● **Objectif**: Liste en les recopiant toutes les lignes des relevés qui contiennent le mot « fence ». Les majuscules et les minuscules comptent.

*** Données

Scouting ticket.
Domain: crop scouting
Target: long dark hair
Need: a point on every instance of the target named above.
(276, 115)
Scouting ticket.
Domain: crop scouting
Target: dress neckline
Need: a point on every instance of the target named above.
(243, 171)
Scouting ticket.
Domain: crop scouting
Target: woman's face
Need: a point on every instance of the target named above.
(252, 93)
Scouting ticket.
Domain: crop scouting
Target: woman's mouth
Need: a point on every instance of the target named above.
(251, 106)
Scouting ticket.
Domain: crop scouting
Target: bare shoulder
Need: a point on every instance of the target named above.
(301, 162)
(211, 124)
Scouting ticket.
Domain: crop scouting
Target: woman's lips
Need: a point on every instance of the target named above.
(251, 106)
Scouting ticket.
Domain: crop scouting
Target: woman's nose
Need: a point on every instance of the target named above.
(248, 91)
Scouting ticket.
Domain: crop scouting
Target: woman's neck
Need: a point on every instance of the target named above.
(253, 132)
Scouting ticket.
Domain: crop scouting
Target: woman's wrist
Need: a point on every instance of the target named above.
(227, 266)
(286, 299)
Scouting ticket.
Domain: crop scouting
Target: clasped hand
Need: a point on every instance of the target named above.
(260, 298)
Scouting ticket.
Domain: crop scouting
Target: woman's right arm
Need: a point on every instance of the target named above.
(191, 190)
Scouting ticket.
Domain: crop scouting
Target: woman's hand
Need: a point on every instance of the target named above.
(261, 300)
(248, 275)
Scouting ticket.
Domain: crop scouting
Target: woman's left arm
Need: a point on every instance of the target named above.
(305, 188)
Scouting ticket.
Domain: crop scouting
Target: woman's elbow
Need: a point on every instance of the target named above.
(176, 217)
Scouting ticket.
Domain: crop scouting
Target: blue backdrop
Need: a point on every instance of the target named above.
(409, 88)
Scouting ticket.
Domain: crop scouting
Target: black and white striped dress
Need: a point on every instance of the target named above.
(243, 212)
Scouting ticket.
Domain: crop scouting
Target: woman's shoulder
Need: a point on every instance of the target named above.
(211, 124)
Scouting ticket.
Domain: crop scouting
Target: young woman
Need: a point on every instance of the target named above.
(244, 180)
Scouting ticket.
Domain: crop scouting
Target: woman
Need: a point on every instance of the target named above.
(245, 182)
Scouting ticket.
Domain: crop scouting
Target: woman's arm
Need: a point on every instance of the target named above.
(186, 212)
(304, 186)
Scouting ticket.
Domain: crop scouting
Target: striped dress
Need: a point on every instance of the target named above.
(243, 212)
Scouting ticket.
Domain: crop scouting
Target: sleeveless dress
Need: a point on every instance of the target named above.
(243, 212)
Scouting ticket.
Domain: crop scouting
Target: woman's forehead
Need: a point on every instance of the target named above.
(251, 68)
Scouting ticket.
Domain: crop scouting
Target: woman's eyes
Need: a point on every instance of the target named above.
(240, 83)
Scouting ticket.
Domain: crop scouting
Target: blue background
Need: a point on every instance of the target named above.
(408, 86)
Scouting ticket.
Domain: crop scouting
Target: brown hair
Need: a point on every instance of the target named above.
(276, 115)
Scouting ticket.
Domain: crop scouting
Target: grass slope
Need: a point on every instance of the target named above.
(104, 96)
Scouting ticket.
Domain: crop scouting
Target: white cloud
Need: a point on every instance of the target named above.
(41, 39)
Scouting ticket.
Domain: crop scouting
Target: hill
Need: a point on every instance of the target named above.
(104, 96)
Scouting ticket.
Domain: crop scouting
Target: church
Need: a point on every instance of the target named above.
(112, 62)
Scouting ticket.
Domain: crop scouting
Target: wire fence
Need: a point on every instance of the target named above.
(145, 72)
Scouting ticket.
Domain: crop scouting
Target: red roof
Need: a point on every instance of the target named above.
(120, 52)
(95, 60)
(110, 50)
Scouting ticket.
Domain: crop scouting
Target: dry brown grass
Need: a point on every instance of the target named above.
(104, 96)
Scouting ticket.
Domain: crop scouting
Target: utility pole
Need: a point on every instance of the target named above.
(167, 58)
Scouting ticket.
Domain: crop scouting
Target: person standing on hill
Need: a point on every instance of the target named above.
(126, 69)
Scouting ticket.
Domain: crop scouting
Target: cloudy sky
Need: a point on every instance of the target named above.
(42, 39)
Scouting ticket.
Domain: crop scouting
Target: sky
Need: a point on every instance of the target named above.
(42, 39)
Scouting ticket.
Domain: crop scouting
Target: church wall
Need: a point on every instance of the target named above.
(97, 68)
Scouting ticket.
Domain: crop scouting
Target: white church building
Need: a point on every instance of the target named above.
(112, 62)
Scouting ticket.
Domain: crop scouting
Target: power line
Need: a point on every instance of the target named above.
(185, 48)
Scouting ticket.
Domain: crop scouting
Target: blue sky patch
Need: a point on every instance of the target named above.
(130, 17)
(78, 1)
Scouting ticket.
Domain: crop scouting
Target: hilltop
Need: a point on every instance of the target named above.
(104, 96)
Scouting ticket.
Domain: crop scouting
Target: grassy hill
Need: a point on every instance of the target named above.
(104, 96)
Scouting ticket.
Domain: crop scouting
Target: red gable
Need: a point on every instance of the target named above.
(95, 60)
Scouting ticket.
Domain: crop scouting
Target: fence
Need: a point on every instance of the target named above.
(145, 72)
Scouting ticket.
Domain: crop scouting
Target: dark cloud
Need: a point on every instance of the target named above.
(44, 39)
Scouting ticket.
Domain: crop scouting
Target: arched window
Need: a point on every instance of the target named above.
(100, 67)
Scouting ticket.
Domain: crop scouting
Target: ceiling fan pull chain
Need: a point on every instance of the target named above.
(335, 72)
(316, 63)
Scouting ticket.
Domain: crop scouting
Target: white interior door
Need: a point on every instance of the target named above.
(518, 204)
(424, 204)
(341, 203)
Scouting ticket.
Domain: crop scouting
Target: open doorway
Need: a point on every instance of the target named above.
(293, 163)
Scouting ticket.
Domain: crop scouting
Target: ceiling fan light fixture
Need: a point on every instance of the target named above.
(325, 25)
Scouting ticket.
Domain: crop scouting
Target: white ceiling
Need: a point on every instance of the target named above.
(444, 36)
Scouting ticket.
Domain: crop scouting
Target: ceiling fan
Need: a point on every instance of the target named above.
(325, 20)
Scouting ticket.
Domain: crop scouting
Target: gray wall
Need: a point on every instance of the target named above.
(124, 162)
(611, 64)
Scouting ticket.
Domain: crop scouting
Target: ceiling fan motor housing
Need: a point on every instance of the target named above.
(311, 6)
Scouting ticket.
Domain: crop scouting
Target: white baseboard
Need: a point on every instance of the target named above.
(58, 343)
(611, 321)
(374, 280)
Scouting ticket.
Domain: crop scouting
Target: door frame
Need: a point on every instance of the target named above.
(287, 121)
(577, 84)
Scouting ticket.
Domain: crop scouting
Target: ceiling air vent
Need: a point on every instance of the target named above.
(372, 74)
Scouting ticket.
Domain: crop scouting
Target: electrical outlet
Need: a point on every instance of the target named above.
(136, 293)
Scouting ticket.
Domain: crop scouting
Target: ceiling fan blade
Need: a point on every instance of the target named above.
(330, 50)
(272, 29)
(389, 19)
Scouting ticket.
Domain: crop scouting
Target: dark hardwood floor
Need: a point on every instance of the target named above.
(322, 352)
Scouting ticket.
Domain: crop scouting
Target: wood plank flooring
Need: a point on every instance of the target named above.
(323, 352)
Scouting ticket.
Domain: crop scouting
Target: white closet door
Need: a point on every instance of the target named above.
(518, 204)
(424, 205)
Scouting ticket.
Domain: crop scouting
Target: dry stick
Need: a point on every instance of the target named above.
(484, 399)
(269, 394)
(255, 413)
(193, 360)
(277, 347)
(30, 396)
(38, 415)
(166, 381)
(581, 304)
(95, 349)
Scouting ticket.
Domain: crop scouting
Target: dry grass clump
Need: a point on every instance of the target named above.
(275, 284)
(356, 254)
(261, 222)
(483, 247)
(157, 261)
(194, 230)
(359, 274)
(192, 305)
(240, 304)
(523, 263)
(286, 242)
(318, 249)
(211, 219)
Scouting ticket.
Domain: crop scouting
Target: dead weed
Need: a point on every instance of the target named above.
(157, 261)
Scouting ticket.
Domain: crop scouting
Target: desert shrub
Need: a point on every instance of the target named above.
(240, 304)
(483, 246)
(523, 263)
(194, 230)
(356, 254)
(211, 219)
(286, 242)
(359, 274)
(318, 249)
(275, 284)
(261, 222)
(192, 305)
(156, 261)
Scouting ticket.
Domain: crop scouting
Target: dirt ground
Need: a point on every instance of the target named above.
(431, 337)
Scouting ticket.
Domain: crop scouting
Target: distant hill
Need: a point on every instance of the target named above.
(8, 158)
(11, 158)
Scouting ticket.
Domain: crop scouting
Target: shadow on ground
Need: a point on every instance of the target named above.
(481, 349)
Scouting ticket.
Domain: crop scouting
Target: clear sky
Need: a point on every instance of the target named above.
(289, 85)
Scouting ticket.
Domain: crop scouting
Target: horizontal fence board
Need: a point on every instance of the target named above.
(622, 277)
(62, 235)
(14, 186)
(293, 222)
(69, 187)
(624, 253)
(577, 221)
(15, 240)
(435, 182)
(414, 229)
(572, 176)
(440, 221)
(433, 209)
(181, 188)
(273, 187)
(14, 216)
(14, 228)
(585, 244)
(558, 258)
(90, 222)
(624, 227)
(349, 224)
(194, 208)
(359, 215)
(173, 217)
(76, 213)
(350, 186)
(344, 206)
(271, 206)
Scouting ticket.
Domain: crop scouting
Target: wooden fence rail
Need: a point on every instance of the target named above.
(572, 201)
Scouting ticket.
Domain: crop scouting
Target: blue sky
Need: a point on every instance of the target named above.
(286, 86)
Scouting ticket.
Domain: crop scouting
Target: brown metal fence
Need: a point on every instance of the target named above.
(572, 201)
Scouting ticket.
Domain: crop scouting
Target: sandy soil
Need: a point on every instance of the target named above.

******

● **Réponse attendue**:
Target: wire fence
Target: fence
Target: horizontal fence board
Target: wooden fence rail
Target: brown metal fence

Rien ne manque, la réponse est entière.